## STATED PROBLEM
Which lines in the rows below contain the word "interior"? List each of those lines in full. Case counts.

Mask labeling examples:
[start]

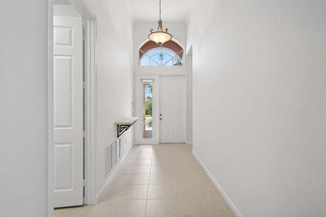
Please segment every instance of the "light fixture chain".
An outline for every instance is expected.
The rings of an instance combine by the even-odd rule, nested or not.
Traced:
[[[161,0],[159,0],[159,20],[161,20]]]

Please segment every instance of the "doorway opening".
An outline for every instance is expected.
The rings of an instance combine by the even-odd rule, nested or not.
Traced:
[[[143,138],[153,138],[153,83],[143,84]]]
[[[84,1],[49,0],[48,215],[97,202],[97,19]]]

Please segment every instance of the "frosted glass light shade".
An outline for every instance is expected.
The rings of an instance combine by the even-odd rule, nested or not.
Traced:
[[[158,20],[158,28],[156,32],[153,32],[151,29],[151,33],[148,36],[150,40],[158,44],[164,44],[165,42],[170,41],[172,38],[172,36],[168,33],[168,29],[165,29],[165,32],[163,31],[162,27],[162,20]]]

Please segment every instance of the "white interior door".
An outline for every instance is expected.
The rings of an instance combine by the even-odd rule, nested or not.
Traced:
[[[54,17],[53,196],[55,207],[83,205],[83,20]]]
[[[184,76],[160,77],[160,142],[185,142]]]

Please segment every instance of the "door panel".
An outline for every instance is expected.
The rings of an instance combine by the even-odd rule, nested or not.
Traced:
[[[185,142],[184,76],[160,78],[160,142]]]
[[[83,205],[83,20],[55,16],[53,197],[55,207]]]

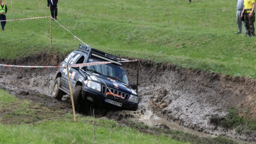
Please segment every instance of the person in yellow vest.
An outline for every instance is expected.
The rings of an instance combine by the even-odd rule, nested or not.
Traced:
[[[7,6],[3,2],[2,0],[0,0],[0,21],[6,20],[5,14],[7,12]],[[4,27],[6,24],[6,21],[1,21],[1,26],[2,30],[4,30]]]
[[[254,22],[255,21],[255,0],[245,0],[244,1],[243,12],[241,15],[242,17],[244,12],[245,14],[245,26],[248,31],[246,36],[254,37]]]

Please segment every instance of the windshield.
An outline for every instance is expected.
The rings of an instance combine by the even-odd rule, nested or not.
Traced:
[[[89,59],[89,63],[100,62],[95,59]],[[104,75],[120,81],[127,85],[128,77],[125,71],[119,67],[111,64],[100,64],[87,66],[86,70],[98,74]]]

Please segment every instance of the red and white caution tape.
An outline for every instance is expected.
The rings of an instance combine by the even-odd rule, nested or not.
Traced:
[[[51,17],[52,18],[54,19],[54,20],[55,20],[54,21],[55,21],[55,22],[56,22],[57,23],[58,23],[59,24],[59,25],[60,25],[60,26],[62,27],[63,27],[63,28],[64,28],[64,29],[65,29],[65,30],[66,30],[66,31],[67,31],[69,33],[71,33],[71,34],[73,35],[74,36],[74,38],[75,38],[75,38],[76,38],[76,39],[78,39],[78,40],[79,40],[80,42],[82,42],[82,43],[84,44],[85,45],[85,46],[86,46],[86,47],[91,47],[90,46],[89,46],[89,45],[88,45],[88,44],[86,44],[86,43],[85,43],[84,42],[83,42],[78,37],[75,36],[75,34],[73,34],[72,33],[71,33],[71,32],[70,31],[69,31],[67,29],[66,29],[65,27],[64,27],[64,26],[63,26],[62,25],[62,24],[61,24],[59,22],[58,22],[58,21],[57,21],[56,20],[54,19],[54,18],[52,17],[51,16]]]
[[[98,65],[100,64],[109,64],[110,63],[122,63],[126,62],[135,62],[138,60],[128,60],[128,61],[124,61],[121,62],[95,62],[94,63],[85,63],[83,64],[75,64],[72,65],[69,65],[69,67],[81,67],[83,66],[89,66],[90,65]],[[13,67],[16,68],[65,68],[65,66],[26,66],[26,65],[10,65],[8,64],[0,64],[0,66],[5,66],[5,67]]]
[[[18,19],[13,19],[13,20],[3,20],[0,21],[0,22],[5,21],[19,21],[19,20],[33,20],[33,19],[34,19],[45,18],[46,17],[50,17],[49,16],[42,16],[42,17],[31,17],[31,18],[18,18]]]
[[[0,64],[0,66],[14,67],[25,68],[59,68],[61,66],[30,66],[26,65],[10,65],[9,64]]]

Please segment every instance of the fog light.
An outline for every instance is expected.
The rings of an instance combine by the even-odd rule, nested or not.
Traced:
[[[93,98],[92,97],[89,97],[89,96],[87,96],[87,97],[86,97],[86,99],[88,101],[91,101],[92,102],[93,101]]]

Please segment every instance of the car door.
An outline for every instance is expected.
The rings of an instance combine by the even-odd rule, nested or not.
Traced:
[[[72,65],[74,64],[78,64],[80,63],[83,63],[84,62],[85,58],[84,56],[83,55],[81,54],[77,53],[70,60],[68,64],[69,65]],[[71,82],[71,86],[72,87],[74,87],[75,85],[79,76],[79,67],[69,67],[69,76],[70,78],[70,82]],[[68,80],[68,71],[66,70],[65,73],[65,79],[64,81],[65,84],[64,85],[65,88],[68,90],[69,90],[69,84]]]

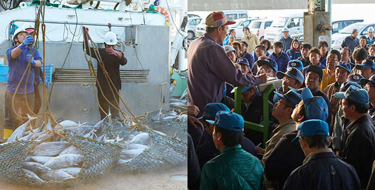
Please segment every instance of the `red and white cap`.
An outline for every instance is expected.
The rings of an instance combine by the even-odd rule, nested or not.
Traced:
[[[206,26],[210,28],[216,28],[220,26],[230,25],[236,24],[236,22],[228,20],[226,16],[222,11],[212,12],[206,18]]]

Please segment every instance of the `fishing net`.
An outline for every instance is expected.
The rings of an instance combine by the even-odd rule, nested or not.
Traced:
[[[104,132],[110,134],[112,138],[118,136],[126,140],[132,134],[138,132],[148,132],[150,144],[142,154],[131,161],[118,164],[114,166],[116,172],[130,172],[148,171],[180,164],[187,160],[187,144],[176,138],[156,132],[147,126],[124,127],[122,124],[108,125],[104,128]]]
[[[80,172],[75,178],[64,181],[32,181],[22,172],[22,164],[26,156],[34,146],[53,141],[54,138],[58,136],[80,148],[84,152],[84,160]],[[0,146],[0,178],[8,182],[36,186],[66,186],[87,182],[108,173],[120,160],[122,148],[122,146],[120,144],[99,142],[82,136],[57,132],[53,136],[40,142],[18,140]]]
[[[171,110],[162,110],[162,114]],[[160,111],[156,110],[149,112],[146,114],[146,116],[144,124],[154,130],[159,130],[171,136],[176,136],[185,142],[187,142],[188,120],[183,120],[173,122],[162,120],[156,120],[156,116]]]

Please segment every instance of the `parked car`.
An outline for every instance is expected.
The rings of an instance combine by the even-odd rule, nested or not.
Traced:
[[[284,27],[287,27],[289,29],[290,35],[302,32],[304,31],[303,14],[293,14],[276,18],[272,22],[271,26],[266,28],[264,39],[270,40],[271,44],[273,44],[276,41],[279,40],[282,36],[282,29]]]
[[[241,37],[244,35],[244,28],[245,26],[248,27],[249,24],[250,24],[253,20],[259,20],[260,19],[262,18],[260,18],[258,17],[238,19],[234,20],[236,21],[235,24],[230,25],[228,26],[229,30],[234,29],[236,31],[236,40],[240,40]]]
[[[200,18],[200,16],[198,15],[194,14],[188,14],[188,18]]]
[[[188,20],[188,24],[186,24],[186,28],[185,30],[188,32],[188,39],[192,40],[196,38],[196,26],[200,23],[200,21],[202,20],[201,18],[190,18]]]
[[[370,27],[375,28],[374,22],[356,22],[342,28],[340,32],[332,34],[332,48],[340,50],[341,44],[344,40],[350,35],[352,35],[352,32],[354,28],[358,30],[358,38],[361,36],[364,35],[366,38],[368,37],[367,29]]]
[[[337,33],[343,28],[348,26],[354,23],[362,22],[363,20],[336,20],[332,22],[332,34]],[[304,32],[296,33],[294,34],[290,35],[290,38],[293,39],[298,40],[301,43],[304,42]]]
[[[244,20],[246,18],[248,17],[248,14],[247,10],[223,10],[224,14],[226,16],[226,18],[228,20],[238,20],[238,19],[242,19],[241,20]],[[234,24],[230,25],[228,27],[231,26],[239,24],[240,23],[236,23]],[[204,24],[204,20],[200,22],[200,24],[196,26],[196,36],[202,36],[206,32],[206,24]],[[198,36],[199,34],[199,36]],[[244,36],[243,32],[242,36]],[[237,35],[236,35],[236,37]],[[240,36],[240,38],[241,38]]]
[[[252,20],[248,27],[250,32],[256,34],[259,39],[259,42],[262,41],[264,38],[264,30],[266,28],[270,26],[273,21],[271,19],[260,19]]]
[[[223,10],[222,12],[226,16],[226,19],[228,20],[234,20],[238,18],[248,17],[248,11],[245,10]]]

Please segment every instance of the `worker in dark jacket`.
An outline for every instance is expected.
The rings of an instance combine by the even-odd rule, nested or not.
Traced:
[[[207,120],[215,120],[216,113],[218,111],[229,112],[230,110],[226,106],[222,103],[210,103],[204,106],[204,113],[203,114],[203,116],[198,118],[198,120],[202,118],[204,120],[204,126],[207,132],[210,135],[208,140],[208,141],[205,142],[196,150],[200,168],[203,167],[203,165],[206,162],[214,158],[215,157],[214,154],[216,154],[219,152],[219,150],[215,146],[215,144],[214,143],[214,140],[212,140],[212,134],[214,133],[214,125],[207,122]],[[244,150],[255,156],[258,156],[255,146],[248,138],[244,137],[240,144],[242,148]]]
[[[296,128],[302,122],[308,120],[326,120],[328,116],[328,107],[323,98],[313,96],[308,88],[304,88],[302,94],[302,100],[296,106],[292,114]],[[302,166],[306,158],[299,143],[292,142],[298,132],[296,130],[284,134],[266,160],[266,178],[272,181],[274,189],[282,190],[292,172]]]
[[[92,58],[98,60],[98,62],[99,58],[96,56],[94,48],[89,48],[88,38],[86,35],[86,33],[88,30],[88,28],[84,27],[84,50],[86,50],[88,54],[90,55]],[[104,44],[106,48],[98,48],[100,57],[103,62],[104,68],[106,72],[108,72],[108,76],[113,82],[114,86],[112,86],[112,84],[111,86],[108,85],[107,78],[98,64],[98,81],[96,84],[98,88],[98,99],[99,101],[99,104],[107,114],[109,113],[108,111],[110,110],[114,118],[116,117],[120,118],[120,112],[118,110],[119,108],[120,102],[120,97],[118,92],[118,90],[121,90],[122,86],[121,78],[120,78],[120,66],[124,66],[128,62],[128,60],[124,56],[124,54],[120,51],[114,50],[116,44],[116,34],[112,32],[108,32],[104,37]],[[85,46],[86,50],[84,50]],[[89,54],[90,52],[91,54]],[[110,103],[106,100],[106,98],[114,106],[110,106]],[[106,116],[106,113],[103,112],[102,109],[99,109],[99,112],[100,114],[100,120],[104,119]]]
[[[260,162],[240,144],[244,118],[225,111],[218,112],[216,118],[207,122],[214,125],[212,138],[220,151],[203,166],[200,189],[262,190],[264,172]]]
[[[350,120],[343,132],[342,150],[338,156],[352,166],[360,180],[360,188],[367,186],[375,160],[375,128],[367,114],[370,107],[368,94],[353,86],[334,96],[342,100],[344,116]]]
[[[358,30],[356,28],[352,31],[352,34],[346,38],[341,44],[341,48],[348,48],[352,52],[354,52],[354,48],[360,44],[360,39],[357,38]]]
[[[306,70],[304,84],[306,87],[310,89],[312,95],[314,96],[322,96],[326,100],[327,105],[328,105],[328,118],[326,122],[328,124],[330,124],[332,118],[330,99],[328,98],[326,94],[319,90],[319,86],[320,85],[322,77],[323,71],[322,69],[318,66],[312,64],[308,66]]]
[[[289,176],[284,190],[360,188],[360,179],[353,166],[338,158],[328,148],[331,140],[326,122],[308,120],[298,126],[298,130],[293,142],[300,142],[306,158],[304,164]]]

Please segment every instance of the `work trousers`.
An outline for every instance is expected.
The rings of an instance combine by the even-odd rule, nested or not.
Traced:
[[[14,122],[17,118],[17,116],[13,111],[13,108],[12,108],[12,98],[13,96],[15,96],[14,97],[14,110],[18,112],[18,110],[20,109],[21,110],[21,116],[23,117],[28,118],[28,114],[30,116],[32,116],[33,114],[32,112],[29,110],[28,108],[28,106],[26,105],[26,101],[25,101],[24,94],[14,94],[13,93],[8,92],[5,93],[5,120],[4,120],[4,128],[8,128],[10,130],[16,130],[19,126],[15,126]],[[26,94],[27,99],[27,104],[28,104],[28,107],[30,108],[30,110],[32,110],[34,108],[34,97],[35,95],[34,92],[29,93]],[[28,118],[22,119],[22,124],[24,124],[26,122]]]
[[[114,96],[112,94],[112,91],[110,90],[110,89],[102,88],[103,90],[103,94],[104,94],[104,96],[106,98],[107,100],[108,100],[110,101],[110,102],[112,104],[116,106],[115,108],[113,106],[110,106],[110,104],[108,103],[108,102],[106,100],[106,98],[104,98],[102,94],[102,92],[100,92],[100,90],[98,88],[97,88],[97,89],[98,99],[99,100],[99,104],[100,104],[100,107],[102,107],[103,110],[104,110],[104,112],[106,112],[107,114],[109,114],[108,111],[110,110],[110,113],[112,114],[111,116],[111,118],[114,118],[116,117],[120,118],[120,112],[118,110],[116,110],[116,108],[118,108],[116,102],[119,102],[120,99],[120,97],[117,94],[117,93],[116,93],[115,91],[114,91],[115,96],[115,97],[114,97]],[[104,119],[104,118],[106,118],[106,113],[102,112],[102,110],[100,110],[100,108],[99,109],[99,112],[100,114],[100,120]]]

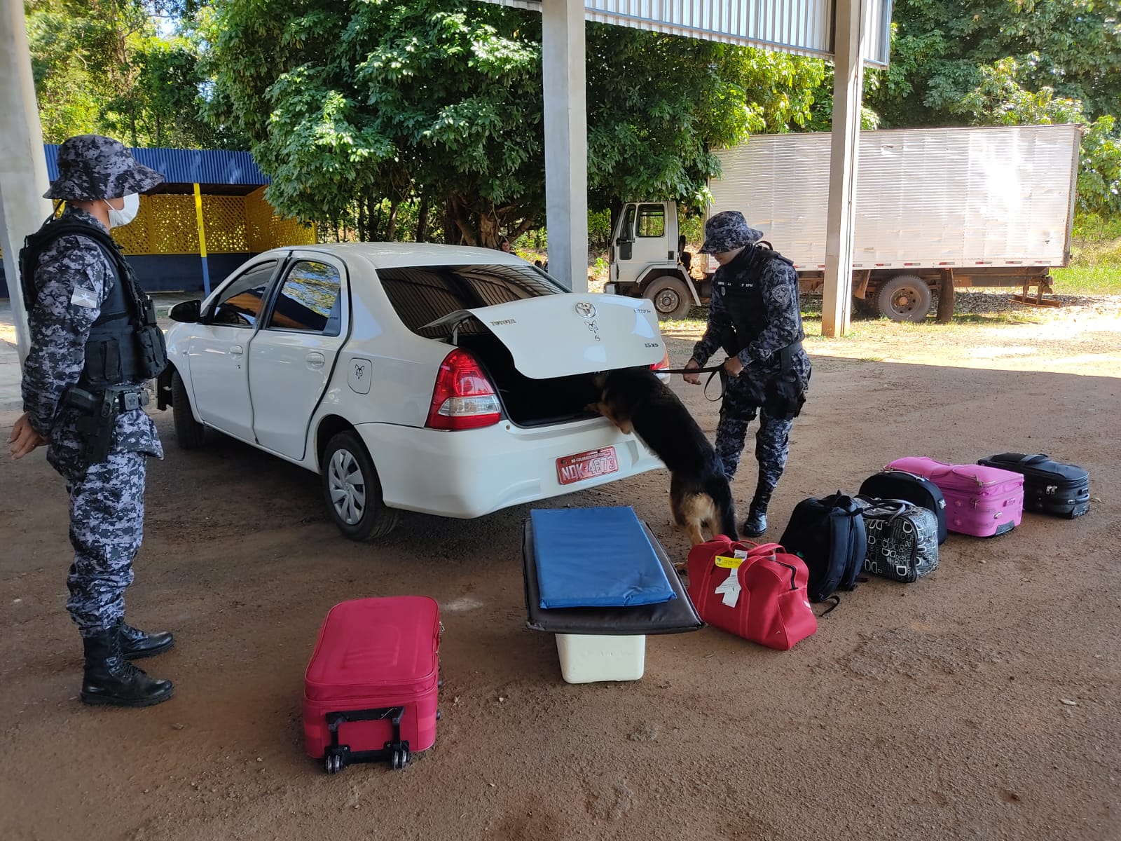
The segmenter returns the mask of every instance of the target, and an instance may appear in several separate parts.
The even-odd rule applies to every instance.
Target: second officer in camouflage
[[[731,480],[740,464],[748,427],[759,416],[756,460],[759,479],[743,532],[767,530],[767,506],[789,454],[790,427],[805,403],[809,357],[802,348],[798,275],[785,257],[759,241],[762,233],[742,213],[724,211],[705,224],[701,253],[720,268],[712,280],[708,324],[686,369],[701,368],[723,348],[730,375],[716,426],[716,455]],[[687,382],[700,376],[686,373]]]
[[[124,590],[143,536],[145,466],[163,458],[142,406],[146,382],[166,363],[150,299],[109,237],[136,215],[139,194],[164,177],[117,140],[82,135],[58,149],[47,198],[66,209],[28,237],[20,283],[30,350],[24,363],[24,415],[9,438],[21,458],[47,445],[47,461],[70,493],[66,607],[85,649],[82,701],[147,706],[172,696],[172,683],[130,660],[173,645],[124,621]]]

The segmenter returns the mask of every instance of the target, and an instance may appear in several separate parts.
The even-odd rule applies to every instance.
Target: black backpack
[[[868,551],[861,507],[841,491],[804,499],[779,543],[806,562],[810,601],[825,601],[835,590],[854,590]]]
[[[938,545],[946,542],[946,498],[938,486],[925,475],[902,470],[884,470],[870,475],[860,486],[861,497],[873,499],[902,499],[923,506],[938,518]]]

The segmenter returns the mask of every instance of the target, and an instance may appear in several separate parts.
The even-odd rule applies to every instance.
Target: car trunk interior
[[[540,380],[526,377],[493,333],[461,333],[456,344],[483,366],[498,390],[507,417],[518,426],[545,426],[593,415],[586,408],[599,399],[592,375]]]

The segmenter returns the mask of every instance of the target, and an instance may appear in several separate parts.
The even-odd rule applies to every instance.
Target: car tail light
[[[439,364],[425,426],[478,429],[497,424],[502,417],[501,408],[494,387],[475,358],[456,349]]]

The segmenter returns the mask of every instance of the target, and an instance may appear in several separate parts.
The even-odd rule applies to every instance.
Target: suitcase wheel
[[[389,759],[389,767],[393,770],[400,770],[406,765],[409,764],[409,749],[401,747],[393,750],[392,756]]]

[end]

## THE RESPONSE
Please segment every instance of the "white interior door".
Target: car trunk interior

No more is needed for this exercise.